> Exercise
Copy the lines word for word. Begin at the line that contains "Query: tall grass" and end with the final line of the data.

= = =

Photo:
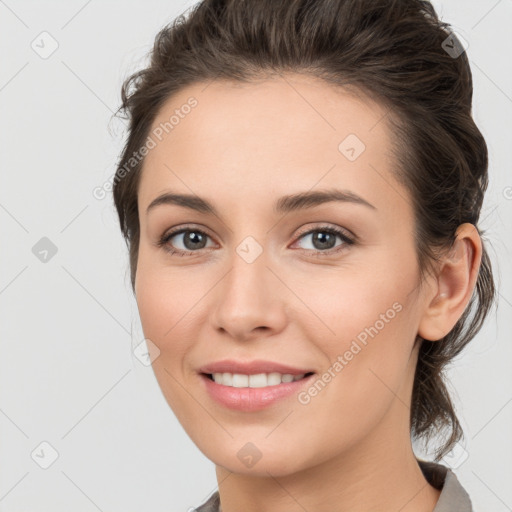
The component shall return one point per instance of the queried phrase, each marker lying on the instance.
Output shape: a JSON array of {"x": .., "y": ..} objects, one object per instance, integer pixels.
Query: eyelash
[{"x": 164, "y": 240}]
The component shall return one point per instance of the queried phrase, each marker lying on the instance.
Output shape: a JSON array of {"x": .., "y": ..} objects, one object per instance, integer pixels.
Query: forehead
[{"x": 246, "y": 141}]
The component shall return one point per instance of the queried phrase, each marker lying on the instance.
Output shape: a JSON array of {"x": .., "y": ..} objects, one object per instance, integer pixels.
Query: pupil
[
  {"x": 196, "y": 238},
  {"x": 320, "y": 238}
]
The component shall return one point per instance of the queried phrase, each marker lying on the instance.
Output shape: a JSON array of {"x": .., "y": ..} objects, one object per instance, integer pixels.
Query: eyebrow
[{"x": 285, "y": 204}]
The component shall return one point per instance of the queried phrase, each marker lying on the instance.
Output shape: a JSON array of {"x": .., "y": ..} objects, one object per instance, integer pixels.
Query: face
[{"x": 328, "y": 288}]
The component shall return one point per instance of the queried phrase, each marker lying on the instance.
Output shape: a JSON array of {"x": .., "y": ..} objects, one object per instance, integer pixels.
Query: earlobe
[{"x": 453, "y": 286}]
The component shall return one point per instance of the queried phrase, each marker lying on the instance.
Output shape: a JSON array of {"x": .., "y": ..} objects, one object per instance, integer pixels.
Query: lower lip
[{"x": 252, "y": 399}]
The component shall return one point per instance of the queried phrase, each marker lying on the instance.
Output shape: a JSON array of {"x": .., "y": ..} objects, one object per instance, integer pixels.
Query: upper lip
[{"x": 250, "y": 367}]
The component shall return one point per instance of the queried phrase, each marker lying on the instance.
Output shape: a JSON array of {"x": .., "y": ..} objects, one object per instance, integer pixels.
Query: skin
[{"x": 242, "y": 148}]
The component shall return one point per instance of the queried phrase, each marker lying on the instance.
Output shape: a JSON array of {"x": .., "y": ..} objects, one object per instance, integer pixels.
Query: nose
[{"x": 249, "y": 299}]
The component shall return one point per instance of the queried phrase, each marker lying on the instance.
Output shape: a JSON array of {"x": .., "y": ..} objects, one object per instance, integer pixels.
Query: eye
[
  {"x": 323, "y": 240},
  {"x": 192, "y": 240}
]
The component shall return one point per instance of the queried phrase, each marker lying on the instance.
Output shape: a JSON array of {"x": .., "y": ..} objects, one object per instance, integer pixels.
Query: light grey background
[{"x": 68, "y": 376}]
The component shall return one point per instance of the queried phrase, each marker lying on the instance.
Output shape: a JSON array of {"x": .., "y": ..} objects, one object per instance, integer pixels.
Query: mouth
[{"x": 258, "y": 380}]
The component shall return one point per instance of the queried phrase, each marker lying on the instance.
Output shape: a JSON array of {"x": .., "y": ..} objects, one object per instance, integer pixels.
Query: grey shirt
[{"x": 453, "y": 497}]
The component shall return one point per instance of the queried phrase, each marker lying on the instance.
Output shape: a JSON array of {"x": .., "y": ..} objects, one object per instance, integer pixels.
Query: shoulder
[
  {"x": 454, "y": 497},
  {"x": 212, "y": 504}
]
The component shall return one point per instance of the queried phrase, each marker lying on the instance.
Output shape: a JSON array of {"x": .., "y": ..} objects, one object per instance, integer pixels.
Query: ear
[{"x": 453, "y": 285}]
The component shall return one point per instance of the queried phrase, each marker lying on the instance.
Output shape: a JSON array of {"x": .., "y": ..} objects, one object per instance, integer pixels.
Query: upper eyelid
[{"x": 306, "y": 231}]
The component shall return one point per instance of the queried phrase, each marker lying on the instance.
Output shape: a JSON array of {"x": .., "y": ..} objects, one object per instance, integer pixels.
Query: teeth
[{"x": 260, "y": 380}]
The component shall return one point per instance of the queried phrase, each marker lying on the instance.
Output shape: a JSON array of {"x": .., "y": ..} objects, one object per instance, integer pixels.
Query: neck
[{"x": 380, "y": 474}]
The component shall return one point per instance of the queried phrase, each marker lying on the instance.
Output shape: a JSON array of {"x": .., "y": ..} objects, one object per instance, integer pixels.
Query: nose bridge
[{"x": 246, "y": 297}]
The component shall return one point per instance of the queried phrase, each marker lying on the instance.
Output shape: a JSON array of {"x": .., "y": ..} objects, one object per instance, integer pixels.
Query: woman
[{"x": 300, "y": 191}]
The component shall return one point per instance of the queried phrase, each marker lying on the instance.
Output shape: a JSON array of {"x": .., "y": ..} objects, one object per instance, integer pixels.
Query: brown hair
[{"x": 396, "y": 51}]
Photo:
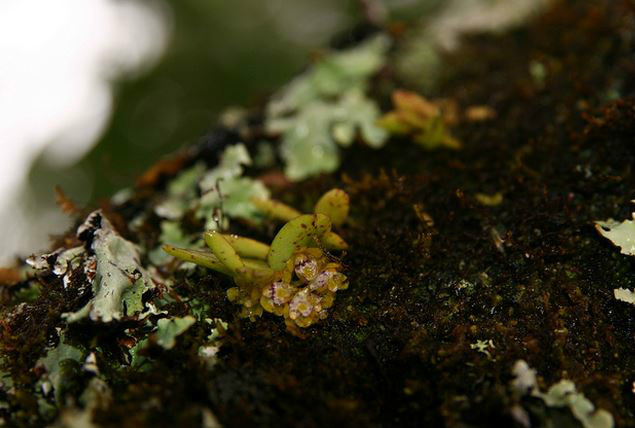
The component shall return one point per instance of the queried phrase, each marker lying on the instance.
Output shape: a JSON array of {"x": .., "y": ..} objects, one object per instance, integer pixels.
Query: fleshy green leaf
[{"x": 303, "y": 231}]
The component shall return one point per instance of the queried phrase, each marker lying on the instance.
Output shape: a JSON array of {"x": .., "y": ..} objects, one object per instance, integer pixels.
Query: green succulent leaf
[
  {"x": 303, "y": 231},
  {"x": 223, "y": 250}
]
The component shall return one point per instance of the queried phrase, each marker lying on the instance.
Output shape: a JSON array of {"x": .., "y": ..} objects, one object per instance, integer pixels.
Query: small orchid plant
[{"x": 293, "y": 277}]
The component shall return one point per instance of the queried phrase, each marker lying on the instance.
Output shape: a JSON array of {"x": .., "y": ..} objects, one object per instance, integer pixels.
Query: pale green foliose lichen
[
  {"x": 169, "y": 328},
  {"x": 54, "y": 361},
  {"x": 118, "y": 279},
  {"x": 225, "y": 189},
  {"x": 327, "y": 106},
  {"x": 561, "y": 394},
  {"x": 621, "y": 234},
  {"x": 181, "y": 191}
]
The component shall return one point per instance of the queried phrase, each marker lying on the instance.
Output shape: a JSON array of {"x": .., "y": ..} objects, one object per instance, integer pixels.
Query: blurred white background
[
  {"x": 57, "y": 61},
  {"x": 94, "y": 91}
]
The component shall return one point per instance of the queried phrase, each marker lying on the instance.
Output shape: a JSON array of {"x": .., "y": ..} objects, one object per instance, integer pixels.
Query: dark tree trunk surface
[{"x": 396, "y": 349}]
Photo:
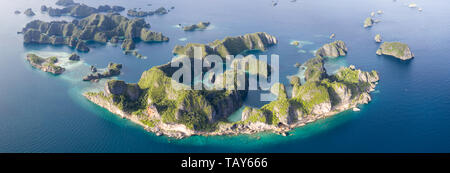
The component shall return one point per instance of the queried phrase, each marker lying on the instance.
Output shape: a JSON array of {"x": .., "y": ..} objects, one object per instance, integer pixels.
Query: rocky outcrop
[
  {"x": 378, "y": 38},
  {"x": 74, "y": 57},
  {"x": 333, "y": 50},
  {"x": 112, "y": 70},
  {"x": 44, "y": 8},
  {"x": 395, "y": 49},
  {"x": 118, "y": 87},
  {"x": 230, "y": 45},
  {"x": 82, "y": 10},
  {"x": 128, "y": 44},
  {"x": 368, "y": 22},
  {"x": 96, "y": 27},
  {"x": 65, "y": 3},
  {"x": 135, "y": 13},
  {"x": 45, "y": 64},
  {"x": 315, "y": 70},
  {"x": 29, "y": 12},
  {"x": 199, "y": 26}
]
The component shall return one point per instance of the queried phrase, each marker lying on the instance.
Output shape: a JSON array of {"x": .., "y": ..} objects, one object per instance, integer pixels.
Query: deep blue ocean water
[{"x": 410, "y": 111}]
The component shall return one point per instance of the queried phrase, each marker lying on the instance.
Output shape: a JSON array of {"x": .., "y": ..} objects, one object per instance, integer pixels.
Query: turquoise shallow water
[{"x": 409, "y": 112}]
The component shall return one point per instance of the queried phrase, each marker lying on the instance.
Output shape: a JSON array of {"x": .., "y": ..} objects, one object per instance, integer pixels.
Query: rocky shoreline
[{"x": 180, "y": 131}]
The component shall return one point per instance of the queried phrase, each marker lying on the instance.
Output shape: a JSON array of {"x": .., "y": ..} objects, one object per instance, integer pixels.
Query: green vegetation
[
  {"x": 348, "y": 75},
  {"x": 295, "y": 80},
  {"x": 33, "y": 58},
  {"x": 311, "y": 94},
  {"x": 231, "y": 45},
  {"x": 315, "y": 70}
]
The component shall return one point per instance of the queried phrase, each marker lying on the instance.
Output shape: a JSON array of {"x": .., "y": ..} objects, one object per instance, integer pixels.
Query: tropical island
[
  {"x": 112, "y": 70},
  {"x": 97, "y": 27},
  {"x": 45, "y": 64},
  {"x": 154, "y": 103}
]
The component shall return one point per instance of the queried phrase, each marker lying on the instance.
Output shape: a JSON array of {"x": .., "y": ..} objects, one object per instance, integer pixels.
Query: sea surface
[{"x": 410, "y": 110}]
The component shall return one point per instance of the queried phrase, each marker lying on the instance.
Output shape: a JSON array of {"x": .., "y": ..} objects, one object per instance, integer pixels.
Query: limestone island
[
  {"x": 29, "y": 12},
  {"x": 135, "y": 13},
  {"x": 45, "y": 64},
  {"x": 377, "y": 38},
  {"x": 79, "y": 10},
  {"x": 395, "y": 49},
  {"x": 199, "y": 26},
  {"x": 96, "y": 27},
  {"x": 333, "y": 50},
  {"x": 112, "y": 70},
  {"x": 155, "y": 104},
  {"x": 368, "y": 22}
]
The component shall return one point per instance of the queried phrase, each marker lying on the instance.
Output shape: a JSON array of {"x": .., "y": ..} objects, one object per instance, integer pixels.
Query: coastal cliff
[
  {"x": 199, "y": 26},
  {"x": 157, "y": 104},
  {"x": 333, "y": 50},
  {"x": 45, "y": 64},
  {"x": 96, "y": 27},
  {"x": 230, "y": 45}
]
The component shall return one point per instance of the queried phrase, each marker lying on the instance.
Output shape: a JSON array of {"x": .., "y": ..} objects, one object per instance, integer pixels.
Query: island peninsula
[{"x": 155, "y": 104}]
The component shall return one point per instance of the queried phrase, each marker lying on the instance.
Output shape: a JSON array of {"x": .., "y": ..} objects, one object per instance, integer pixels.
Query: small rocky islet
[
  {"x": 45, "y": 64},
  {"x": 78, "y": 10},
  {"x": 96, "y": 27},
  {"x": 333, "y": 50},
  {"x": 135, "y": 13},
  {"x": 112, "y": 70},
  {"x": 156, "y": 105},
  {"x": 198, "y": 26},
  {"x": 395, "y": 49}
]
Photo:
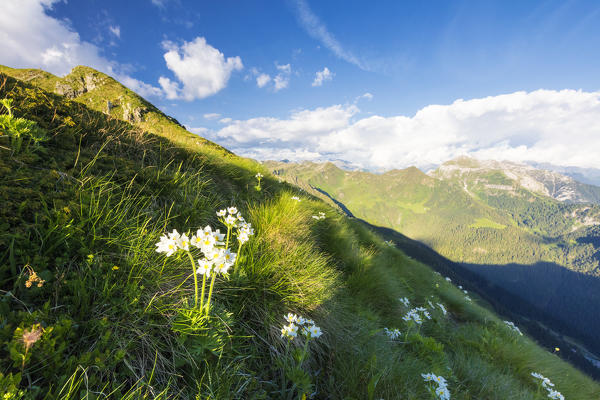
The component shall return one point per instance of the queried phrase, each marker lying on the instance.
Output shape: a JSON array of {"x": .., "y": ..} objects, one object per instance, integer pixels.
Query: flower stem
[
  {"x": 202, "y": 294},
  {"x": 212, "y": 284},
  {"x": 195, "y": 279}
]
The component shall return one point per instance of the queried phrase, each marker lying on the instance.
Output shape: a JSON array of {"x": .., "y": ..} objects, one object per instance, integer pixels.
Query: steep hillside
[
  {"x": 544, "y": 251},
  {"x": 91, "y": 309}
]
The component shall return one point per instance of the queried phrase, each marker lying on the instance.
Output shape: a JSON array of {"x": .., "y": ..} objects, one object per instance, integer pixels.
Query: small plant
[
  {"x": 20, "y": 130},
  {"x": 218, "y": 258},
  {"x": 440, "y": 392},
  {"x": 258, "y": 177},
  {"x": 292, "y": 364},
  {"x": 545, "y": 383},
  {"x": 320, "y": 216}
]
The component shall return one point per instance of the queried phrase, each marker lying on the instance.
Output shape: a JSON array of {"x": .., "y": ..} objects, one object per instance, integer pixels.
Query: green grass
[
  {"x": 486, "y": 223},
  {"x": 119, "y": 320}
]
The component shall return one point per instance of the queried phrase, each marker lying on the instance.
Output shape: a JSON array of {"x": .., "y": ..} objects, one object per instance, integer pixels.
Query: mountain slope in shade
[
  {"x": 505, "y": 230},
  {"x": 507, "y": 176}
]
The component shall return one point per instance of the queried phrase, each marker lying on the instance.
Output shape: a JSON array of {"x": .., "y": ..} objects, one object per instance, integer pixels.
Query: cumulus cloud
[
  {"x": 115, "y": 30},
  {"x": 282, "y": 79},
  {"x": 545, "y": 126},
  {"x": 322, "y": 76},
  {"x": 262, "y": 80},
  {"x": 30, "y": 38},
  {"x": 318, "y": 30},
  {"x": 200, "y": 69}
]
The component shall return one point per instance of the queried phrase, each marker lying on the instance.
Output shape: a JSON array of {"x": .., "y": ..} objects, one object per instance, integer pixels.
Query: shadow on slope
[{"x": 545, "y": 299}]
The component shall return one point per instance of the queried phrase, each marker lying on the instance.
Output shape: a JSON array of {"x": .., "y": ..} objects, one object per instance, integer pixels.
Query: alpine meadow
[{"x": 299, "y": 200}]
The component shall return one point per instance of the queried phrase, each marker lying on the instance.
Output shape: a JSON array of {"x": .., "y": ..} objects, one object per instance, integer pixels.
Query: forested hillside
[{"x": 543, "y": 250}]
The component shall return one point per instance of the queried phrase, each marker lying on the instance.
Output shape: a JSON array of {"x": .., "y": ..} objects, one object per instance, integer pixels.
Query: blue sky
[{"x": 383, "y": 65}]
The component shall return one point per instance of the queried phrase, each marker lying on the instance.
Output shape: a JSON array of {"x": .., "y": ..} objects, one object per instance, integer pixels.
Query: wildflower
[
  {"x": 33, "y": 278},
  {"x": 290, "y": 331},
  {"x": 166, "y": 245},
  {"x": 205, "y": 267},
  {"x": 443, "y": 308},
  {"x": 312, "y": 332},
  {"x": 405, "y": 301},
  {"x": 183, "y": 242},
  {"x": 291, "y": 318},
  {"x": 392, "y": 333},
  {"x": 230, "y": 220}
]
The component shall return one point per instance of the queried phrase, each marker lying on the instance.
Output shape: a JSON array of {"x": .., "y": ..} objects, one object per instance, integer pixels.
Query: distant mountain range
[{"x": 532, "y": 232}]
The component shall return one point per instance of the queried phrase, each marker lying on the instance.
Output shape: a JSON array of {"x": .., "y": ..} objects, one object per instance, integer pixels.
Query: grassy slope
[{"x": 102, "y": 193}]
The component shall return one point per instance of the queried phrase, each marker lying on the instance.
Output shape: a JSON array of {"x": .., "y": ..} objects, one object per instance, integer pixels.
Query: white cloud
[
  {"x": 262, "y": 80},
  {"x": 322, "y": 76},
  {"x": 201, "y": 70},
  {"x": 558, "y": 127},
  {"x": 367, "y": 96},
  {"x": 115, "y": 30},
  {"x": 317, "y": 29},
  {"x": 282, "y": 79},
  {"x": 29, "y": 38}
]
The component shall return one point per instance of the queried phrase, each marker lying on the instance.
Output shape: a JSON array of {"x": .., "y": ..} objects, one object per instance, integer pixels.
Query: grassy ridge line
[{"x": 105, "y": 189}]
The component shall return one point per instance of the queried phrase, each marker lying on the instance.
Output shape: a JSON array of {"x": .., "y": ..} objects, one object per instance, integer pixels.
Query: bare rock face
[
  {"x": 134, "y": 114},
  {"x": 77, "y": 86}
]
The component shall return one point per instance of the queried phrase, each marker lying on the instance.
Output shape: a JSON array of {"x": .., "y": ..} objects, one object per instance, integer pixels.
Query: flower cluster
[
  {"x": 320, "y": 216},
  {"x": 392, "y": 333},
  {"x": 512, "y": 326},
  {"x": 33, "y": 278},
  {"x": 213, "y": 244},
  {"x": 441, "y": 392},
  {"x": 417, "y": 314},
  {"x": 549, "y": 386},
  {"x": 295, "y": 322}
]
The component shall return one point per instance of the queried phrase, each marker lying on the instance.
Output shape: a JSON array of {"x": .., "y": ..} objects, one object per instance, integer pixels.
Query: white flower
[
  {"x": 443, "y": 308},
  {"x": 205, "y": 267},
  {"x": 243, "y": 237},
  {"x": 229, "y": 257},
  {"x": 183, "y": 242},
  {"x": 291, "y": 317},
  {"x": 166, "y": 245},
  {"x": 214, "y": 254},
  {"x": 289, "y": 331}
]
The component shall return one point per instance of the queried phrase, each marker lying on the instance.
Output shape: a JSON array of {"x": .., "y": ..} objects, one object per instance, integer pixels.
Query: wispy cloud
[{"x": 318, "y": 30}]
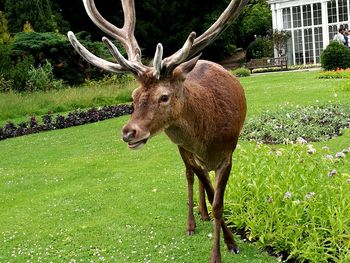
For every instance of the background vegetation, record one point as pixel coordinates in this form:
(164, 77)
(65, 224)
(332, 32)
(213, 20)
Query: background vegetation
(70, 195)
(33, 32)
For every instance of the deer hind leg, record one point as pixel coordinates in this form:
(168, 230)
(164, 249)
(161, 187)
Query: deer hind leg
(222, 175)
(191, 223)
(202, 205)
(186, 157)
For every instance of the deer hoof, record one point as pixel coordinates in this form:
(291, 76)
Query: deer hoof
(234, 250)
(190, 232)
(205, 217)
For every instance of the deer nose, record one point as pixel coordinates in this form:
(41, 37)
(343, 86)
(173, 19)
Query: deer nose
(128, 135)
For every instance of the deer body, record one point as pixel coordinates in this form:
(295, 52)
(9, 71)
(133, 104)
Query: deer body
(198, 104)
(212, 114)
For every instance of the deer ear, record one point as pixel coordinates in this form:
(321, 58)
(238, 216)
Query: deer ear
(181, 71)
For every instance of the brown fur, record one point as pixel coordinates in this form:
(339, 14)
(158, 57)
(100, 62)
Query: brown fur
(203, 116)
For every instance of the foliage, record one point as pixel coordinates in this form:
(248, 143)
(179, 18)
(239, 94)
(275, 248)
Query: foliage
(336, 55)
(241, 72)
(74, 118)
(41, 78)
(27, 27)
(86, 195)
(313, 123)
(261, 47)
(4, 33)
(54, 47)
(280, 39)
(5, 85)
(293, 201)
(37, 12)
(19, 73)
(17, 106)
(247, 27)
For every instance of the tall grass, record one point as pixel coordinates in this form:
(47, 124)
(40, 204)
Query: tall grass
(93, 94)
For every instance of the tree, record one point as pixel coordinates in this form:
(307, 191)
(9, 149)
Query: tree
(254, 21)
(166, 21)
(37, 12)
(4, 34)
(280, 39)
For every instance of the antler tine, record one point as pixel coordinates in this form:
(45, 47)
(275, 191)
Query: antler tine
(199, 43)
(123, 62)
(124, 35)
(91, 58)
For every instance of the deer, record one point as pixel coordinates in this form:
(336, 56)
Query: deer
(199, 105)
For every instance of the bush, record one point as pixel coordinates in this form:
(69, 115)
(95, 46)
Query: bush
(74, 118)
(5, 85)
(335, 56)
(292, 202)
(311, 123)
(241, 72)
(261, 47)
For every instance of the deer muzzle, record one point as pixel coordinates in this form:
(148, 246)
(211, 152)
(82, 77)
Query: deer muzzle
(135, 136)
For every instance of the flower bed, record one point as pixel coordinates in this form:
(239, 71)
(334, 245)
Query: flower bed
(74, 118)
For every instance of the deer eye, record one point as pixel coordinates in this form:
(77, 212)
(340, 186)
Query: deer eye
(164, 98)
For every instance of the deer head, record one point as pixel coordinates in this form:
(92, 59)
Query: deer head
(158, 99)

= = =

> Task answer
Query: tall grass
(93, 94)
For every instance of the tree, record one point as pixel coordinates in this form:
(307, 191)
(9, 149)
Query: tree
(254, 21)
(166, 21)
(37, 12)
(4, 34)
(280, 39)
For every instance of the antler tine, record one point as pixel coordinates in this form:
(45, 47)
(275, 191)
Query: antler tine
(199, 43)
(123, 62)
(124, 35)
(91, 58)
For every instance of the deer, record one point as pixel coordinates in this form:
(336, 56)
Query: deer
(199, 105)
For every instance of the bush, record one point as pixel coordinates in this form:
(69, 115)
(95, 46)
Query: bush
(74, 118)
(5, 85)
(335, 56)
(292, 202)
(311, 123)
(241, 72)
(261, 47)
For every instance of the deer muzzle, record one point as pixel coordinates in this form:
(148, 246)
(211, 152)
(82, 77)
Query: deer muzzle
(135, 136)
For every instance of the flower bed, record one point as pixel coordinates in this form:
(239, 71)
(334, 245)
Query: flower bed
(74, 118)
For every instance of the deer eye, record one point as pixel coordinates in this form:
(77, 212)
(340, 186)
Query: deer eye
(164, 98)
For every instance of the deer head, record one point as pixel coordinates in this form:
(92, 59)
Query: deer head
(158, 99)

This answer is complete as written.